YOUR ASSIGNMENT: Below are entries. Reproduce exactly the lines between the line holding "[ ] locate the metal canopy" and the line holding "[ ] locate the side mirror", inclusive, and only those.

[Referring expression data]
════
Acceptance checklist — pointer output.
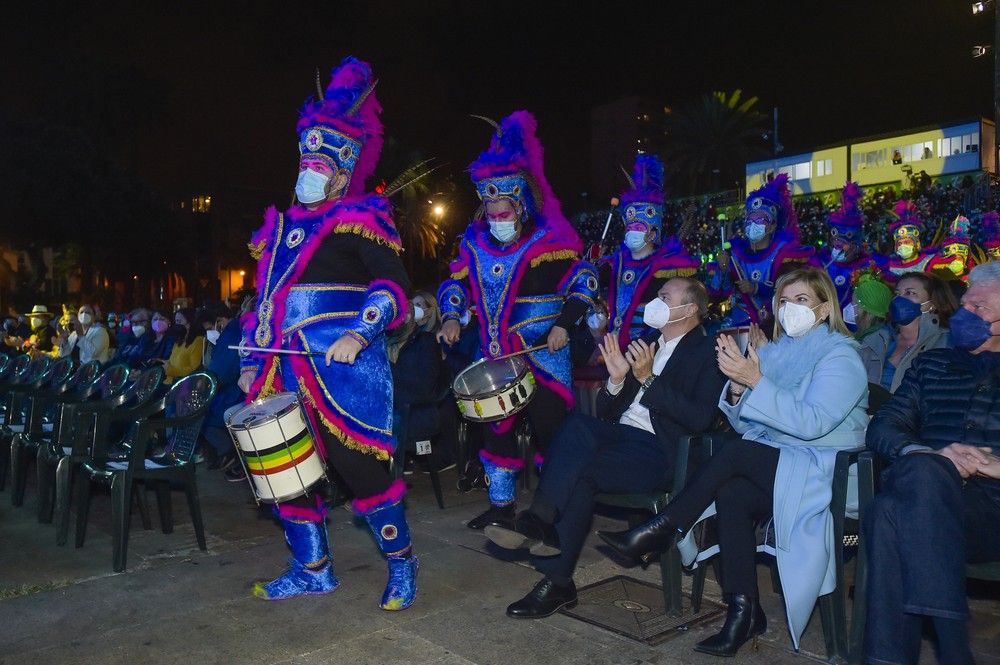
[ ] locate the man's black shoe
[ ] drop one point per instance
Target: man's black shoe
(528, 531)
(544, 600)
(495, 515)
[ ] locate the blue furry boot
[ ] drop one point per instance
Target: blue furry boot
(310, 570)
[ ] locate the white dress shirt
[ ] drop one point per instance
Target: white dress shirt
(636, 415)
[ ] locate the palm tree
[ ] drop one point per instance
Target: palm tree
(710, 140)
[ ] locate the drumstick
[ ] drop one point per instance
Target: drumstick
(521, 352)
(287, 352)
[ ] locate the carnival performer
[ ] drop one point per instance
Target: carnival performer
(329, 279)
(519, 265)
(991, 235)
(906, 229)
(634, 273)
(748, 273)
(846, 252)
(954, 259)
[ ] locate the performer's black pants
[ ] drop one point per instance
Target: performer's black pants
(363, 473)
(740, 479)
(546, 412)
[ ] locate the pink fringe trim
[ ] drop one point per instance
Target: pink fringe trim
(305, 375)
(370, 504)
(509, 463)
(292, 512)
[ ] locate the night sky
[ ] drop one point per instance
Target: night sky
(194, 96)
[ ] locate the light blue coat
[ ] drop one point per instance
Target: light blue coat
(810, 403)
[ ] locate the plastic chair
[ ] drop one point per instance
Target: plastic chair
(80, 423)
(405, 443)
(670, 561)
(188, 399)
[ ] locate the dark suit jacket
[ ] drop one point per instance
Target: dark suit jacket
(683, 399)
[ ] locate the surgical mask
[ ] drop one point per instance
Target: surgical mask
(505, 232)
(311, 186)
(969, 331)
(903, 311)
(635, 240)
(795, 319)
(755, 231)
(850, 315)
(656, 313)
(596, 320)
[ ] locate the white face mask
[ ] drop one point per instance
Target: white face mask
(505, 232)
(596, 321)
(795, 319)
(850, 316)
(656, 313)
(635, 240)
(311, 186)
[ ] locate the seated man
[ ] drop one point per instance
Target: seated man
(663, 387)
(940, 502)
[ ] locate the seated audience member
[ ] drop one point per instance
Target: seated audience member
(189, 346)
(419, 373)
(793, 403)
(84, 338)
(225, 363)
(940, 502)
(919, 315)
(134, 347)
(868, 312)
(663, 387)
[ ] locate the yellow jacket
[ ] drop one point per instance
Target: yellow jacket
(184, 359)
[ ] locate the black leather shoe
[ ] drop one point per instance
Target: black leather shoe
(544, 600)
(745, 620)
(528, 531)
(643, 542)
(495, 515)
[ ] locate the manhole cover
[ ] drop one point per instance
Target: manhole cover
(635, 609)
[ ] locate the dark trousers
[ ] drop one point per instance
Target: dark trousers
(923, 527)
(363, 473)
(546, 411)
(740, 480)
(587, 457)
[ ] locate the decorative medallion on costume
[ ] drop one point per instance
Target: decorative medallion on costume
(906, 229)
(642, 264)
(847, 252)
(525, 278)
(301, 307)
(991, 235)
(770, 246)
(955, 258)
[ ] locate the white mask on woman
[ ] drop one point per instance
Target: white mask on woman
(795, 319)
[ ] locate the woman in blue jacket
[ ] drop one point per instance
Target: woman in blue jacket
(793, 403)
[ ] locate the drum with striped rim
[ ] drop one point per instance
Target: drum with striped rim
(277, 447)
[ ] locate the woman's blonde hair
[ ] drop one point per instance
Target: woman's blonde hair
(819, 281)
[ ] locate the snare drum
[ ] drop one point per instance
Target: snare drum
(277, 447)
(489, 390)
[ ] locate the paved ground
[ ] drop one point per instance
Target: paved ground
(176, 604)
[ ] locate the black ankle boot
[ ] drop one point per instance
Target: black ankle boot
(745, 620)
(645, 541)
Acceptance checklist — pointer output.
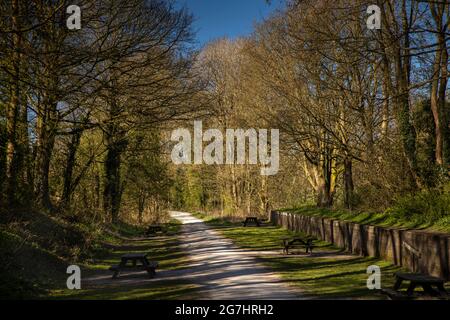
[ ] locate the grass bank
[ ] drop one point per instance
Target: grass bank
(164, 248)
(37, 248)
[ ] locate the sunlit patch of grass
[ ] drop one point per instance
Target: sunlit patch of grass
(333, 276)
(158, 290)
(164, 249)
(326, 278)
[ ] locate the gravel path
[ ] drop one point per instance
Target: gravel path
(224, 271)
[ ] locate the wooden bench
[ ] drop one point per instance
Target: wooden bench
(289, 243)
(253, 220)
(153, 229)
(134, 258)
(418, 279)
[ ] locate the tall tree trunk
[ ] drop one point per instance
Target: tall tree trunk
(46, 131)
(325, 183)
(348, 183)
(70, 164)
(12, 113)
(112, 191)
════
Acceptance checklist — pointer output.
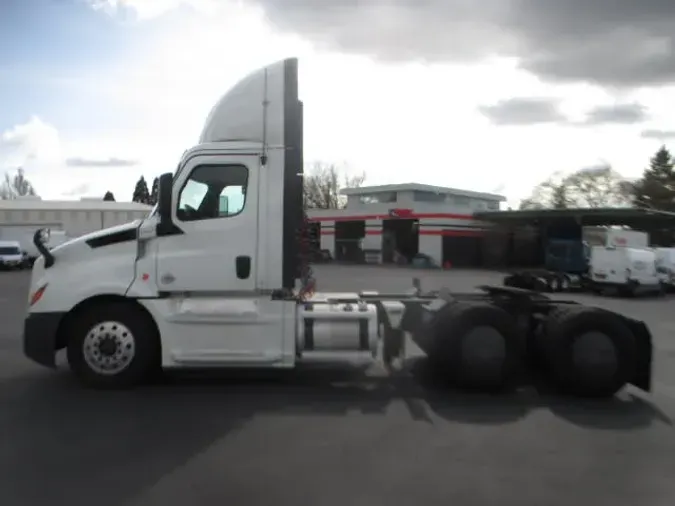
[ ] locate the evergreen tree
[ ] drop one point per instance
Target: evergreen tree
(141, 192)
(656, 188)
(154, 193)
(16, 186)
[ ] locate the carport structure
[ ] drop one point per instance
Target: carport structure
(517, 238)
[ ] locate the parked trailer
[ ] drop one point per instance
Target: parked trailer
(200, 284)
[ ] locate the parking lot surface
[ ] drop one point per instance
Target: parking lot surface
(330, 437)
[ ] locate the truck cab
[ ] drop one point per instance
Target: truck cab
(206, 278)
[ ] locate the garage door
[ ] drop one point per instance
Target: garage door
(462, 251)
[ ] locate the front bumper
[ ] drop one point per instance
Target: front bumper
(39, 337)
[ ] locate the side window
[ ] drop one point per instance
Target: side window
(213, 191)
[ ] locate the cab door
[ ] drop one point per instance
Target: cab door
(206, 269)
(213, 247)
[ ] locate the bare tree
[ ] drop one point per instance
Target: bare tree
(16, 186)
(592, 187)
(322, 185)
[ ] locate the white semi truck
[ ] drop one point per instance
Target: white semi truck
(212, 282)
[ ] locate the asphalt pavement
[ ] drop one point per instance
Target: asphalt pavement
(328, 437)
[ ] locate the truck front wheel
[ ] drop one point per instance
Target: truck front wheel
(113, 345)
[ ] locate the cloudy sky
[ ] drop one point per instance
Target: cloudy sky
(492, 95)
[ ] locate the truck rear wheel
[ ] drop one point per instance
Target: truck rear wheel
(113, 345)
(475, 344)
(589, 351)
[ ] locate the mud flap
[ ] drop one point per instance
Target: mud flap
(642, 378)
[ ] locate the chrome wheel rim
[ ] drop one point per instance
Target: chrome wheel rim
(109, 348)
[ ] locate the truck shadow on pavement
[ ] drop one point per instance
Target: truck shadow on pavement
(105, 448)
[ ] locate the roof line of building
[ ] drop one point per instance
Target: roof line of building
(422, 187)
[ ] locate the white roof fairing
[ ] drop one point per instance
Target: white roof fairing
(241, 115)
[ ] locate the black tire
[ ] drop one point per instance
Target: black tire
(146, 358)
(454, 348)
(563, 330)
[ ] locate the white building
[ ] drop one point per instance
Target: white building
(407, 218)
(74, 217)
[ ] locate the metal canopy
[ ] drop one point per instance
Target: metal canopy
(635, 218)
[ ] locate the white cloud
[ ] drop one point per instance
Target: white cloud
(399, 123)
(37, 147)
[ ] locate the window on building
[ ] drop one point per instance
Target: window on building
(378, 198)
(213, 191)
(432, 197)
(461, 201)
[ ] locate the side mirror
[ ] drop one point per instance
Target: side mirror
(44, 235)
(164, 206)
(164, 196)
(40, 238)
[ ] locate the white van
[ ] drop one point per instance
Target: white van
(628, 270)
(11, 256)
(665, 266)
════
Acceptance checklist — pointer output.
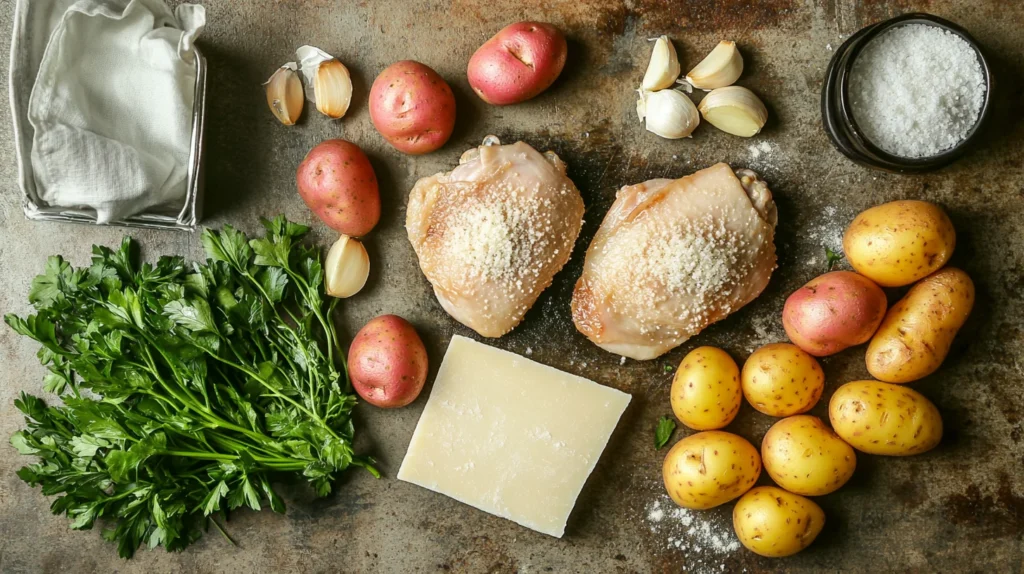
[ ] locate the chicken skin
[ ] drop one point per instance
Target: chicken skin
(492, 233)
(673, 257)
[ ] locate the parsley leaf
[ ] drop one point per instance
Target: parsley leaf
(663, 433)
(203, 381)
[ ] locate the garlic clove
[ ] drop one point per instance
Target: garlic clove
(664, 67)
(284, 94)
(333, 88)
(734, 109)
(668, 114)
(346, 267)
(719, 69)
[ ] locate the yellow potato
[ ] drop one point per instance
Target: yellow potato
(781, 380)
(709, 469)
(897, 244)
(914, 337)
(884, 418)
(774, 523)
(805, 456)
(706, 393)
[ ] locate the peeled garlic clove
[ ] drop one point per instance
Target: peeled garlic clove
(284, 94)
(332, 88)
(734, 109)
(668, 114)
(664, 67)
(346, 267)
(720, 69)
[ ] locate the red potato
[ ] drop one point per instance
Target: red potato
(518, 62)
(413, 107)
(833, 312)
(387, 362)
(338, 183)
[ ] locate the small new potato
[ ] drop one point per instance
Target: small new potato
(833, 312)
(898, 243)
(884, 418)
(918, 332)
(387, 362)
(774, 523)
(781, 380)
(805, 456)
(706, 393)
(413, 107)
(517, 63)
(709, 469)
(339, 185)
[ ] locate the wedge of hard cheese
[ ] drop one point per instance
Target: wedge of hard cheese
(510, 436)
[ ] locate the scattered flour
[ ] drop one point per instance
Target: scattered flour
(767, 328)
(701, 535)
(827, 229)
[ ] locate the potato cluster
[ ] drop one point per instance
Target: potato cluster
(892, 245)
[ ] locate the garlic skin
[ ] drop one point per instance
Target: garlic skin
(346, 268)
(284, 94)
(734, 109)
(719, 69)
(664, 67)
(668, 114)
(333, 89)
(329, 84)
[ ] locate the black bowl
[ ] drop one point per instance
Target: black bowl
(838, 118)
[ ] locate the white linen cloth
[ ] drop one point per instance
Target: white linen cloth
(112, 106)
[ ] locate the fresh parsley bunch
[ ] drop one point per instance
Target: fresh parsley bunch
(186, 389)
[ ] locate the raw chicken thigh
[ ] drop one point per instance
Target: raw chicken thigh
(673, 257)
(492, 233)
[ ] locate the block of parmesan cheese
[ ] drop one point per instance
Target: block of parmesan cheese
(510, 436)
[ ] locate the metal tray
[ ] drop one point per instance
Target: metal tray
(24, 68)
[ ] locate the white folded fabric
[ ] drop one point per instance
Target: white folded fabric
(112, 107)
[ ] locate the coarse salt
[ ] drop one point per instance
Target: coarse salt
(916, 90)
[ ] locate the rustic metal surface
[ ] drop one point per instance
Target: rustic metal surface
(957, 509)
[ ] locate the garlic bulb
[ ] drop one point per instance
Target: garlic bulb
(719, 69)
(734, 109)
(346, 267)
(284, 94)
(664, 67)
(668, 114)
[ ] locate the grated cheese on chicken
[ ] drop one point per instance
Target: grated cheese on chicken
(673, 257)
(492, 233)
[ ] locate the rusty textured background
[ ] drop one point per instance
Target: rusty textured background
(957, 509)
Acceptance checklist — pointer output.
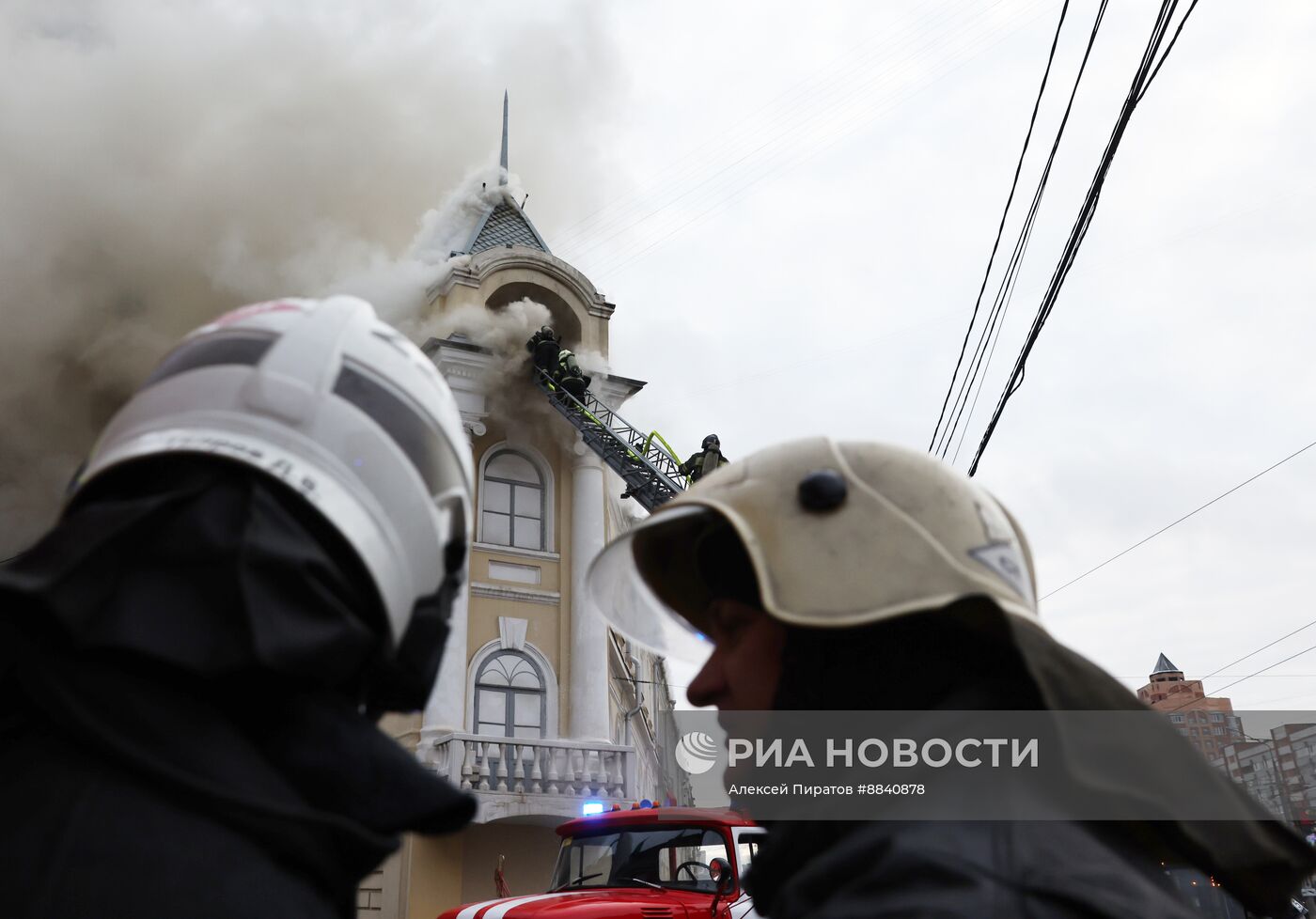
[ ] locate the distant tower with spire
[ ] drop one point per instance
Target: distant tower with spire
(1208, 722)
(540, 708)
════
TASK OUTPUT:
[ ] locate the metal canopy
[ ] drop one point per instance
Target: metal canopy
(635, 218)
[ ] locate the white cloud
[ ] drop one point per instance
Target: white cloud
(399, 123)
(37, 147)
[ ] locate the window on building
[ ] drop one point per instance
Target: window on building
(378, 198)
(213, 191)
(432, 197)
(461, 201)
[ ] locate the side mirror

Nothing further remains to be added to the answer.